Please copy the stretch of the article on youth opioid treatment from "OAT is a medication-based" through "OAT than adults.", swapping "OAT" for "opioid agonist therapy".

# DOCUMENT EXCERPT
BEGIN
The drug toxicity crisis in British Columbia claimed the lives of over 150 young people between January and June 2022. A new study led by UBC medicine researcher Dr. Danya Fast highlights the importance of collaborating with youth who use drugs to find possible solutions to this crisis.
The study, published in the International Journal of Drug Policy, examined how young people navigate treatment options such as opioid agonist therapy (OAT) and reveals changes that could improve youth access and engagement with these important treatments and harm reduction services.
“Youth use opioids for many different reasons,” explains Dr. Fast, an assistant professor in UBC’s department of medicine and research scientist at the BC Centre on Substance Use. “They are consumed for pleasure and as part of socialising, but also to treat physical, emotional, psychological and even economic pain, such as the pain of crushing, entrenched poverty.”
“When I first started working in this field, I would say that there was a lot more hopefulness among youth who use drugs,” says Dr. Fast, who has over 15 years of experience working with young people. “Since the beginning of the COVID-19 pandemic, I have seen a lot more cynicism and despair from these youth about their opportunities for housing, employment and education.”
OAT is a medication-based treatment for people who are dependent on opioid drugs, including heroin, oxycodone and fentanyl. It is often combined with other supports, such as counselling, and can help manage withdrawal symptoms and lower the risk of drug-related harms, such as fatal overdose and the transmission of hepatitis C or HIV, leading to improved treatment retention and outcomes.
Despite being recognized as a critical tool for the treatment of opioid use disorder and harm reduction among youth, Dr. Fast notes that previous UBC research has shown that Canadian youth who use drugs are significantly less likely to access OAT than adults.
Improving youth access and adherence to OAT
For her research, Dr. Fast interviewed 56 young people between the ages of 14 and 26 who reported using heroin or fentanyl two or more times per week and received some form of drug treatment therapy within the past six months. The research team used an interview guide developed in collaboration with a Youth Advisory Council of eight youth with lived experience of substance use and mental health concerns.
Interview topics included living conditions, drug use history, substance use treatment and service access across time, and also addressed how OAT impacted relationships with family, friends, health care professionals and romantic partners over time.
END
Point-per-instance localization data
BEGIN
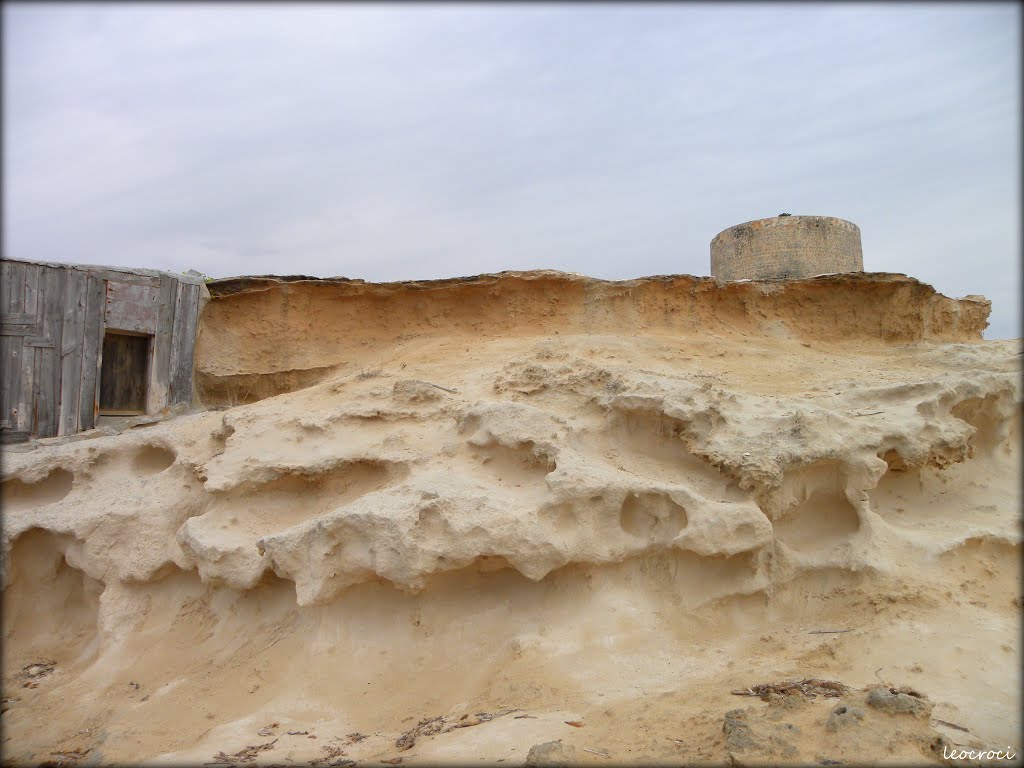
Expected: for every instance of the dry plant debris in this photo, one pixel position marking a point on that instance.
(248, 755)
(809, 687)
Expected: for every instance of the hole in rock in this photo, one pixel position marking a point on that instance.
(49, 606)
(16, 495)
(982, 414)
(653, 517)
(825, 519)
(150, 460)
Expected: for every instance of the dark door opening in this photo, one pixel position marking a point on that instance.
(124, 374)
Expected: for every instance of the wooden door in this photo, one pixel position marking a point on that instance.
(124, 374)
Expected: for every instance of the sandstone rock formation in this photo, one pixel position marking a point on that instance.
(565, 509)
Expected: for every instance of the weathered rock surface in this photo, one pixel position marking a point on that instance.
(599, 503)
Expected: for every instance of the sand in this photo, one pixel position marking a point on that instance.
(448, 522)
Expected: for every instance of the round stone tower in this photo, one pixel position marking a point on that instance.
(786, 247)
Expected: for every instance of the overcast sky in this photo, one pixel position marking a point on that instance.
(416, 140)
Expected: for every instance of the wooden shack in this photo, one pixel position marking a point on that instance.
(78, 342)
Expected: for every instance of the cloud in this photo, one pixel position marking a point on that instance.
(410, 141)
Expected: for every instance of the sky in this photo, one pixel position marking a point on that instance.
(410, 141)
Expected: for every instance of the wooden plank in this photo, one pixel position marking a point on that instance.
(132, 307)
(176, 327)
(46, 406)
(93, 339)
(6, 278)
(113, 276)
(183, 343)
(26, 415)
(32, 304)
(160, 381)
(13, 285)
(10, 353)
(71, 350)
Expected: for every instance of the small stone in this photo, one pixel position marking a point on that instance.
(899, 702)
(550, 755)
(843, 716)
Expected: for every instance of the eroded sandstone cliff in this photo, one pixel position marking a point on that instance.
(565, 509)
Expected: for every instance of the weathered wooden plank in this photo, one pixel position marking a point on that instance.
(114, 276)
(47, 379)
(132, 307)
(13, 290)
(6, 278)
(93, 339)
(26, 411)
(32, 306)
(160, 381)
(183, 343)
(178, 322)
(71, 350)
(10, 353)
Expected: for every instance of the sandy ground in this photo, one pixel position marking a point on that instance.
(456, 547)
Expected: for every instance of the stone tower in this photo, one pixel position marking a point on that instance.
(786, 247)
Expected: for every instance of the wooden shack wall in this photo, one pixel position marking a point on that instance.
(52, 320)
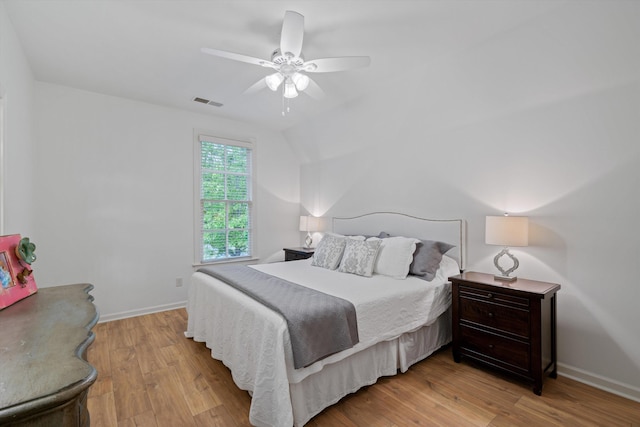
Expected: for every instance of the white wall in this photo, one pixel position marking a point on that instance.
(542, 120)
(16, 168)
(115, 196)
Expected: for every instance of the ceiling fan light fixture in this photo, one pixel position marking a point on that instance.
(274, 81)
(290, 89)
(301, 81)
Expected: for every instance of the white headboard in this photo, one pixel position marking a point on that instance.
(452, 231)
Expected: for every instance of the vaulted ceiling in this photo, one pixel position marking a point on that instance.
(150, 50)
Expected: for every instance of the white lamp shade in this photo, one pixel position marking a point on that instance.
(274, 80)
(309, 223)
(301, 81)
(507, 230)
(290, 89)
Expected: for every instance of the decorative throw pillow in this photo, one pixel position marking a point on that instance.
(426, 259)
(359, 257)
(395, 256)
(329, 251)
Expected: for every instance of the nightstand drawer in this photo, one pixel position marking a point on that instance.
(494, 297)
(497, 316)
(495, 349)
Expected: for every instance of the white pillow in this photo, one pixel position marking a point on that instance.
(359, 257)
(395, 256)
(329, 251)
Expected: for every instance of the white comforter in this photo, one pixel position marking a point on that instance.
(253, 341)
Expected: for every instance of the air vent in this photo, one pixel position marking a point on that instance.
(206, 101)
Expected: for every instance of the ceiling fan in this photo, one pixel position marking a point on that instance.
(289, 64)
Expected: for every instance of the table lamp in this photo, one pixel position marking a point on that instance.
(309, 224)
(506, 231)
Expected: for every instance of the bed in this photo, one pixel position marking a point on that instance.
(399, 321)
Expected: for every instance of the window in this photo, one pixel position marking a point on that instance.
(225, 199)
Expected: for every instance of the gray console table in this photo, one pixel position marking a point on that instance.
(45, 378)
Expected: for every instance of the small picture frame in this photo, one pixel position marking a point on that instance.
(16, 275)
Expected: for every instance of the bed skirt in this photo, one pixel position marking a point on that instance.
(325, 388)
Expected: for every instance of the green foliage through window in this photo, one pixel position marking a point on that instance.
(225, 200)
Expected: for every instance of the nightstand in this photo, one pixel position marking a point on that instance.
(293, 254)
(510, 326)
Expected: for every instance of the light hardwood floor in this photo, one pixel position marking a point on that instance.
(149, 374)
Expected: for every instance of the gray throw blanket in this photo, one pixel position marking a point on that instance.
(319, 324)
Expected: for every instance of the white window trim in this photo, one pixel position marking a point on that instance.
(246, 142)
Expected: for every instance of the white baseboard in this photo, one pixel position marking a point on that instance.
(141, 311)
(597, 381)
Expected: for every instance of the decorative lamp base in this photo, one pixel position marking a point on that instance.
(505, 273)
END
# TASK SOLUTION
opioid agonist therapy is a medication-based treatment for people who are dependent on opioid drugs, including heroin, oxycodone and fentanyl. It is often combined with other supports, such as counselling, and can help manage withdrawal symptoms and lower the risk of drug-related harms, such as fatal overdose and the transmission of hepatitis C or HIV, leading to improved treatment retention and outcomes.
Despite being recognized as a critical tool for the treatment of opioid use disorder and harm reduction among youth, Dr. Fast notes that previous UBC research has shown that Canadian youth who use drugs are significantly less likely to access opioid agonist therapy than adults.